Texte fourni:
Critique | Cinéma

Lise Akoka (Les Pires) : « L’idée était d’interroger notre légitimité en tant que réalisatrices »

3,5 / 5
Les Pires a été tourné dans le quartier défavorisé du Chemin Vert (rebaptisé cité Picasso pour les besoins du film) à Boulogne-sur-Mer, qui offre un étonnant mélange de vieilles barres HLM, de couleurs vives et de lumière de bord de mer. © National
3,5 / 5

Titre - Les Pires

Genre - Comédie dramatique

Réalisateur-trice - Lise Akoka et Romane Gueret

Casting - Mallory Wanecque, Timéo Mahaut, Johan Heldenbergh

Durée - 1h39

Nicolas Clément
Nicolas Clément Journaliste cinéma

En tandem avec Romane Gueret, Lise Akoka signe un étonnant premier film “méta” sur une cité du nord de la France où le cinéma et la vie jouent au chat et à la souris.

Les tâches:
A – Réécrivez plus brièvement le paragraphe de la critique qui commence par « Les Pires a été tourné », en gardant ses faits principaux.
B – Prolongez la critique du film Les Pires à partir de sa dernière phrase.

[Lignes issues d'un jeu d'annotation par points]
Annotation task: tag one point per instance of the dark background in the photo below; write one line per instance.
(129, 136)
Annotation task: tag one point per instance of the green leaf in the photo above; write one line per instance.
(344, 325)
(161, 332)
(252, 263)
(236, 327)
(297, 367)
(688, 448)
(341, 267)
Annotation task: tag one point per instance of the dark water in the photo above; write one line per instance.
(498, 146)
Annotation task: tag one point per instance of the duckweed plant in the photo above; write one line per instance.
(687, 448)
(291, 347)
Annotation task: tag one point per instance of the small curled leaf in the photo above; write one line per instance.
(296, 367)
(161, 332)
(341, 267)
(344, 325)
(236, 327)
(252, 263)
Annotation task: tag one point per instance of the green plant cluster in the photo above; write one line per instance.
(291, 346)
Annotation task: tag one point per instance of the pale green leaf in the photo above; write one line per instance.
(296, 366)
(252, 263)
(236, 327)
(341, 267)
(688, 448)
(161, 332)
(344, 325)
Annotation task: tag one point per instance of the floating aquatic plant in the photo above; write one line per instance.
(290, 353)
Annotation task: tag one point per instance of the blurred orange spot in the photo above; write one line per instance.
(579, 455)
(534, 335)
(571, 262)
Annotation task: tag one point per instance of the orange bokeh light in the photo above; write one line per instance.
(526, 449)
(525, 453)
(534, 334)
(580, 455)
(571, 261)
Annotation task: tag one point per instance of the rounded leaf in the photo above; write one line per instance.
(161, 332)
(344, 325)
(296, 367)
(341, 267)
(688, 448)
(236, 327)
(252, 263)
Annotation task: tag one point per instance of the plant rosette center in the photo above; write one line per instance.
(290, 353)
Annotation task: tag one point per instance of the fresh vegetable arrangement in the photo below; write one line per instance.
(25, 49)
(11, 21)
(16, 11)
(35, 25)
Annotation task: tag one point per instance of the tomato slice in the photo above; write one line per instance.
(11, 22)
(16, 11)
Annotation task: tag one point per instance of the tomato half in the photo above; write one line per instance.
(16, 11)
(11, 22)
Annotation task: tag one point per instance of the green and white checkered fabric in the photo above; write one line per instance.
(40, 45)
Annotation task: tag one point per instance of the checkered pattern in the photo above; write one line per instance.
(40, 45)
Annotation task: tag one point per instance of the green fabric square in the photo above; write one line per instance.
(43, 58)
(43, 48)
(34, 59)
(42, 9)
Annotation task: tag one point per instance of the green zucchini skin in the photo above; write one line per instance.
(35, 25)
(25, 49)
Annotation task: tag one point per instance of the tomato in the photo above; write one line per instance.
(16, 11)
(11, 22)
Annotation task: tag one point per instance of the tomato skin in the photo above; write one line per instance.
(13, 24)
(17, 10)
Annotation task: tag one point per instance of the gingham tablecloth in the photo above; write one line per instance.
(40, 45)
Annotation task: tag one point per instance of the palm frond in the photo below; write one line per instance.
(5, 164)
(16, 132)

Réponses par tâche:
A – Le film a été tourné à Boulogne-sur-Mer, dans le Chemin Vert, un quartier défavorisé rebaptisé cité Picasso pour l'occasion. On y trouve un étonnant mélange de vieilles barres HLM, de couleurs vives et de lumière de bord de mer.

B –
Dans leur court métrage Chasse royale, en 2016, Lise Akoka et Romane Gueret mettaient déjà en scène un casting sauvage en milieu populaire: Angélique, 13 ans, aînée bulldozer d’une famille nombreuse de la banlieue de Valenciennes, y entrevoyait brièvement la possibilité de s’extraire de son quotidien morose le temps d’un tournage de cinéma dont les portes finissaient par se refermer devant elle (le film est visible sur YouTube). Les Pires, leur premier long métrage, en est aujourd’hui l’évidente prolongation. Ne se contentant plus du simple moment du casting, il raconte aussi, cette fois, le tournage qui s’ensuit. Ce dernier se déroule au cœur de la cité Picasso, dans le Pas-de-Calais, à Boulogne-sur-Mer. Quatre ados du coin sont choisis pour jouer dans le film: Lily, Ryan, Maylis et Jessy. Dans le quartier, on s’interroge: pourquoi n’avoir pris que “les pires”?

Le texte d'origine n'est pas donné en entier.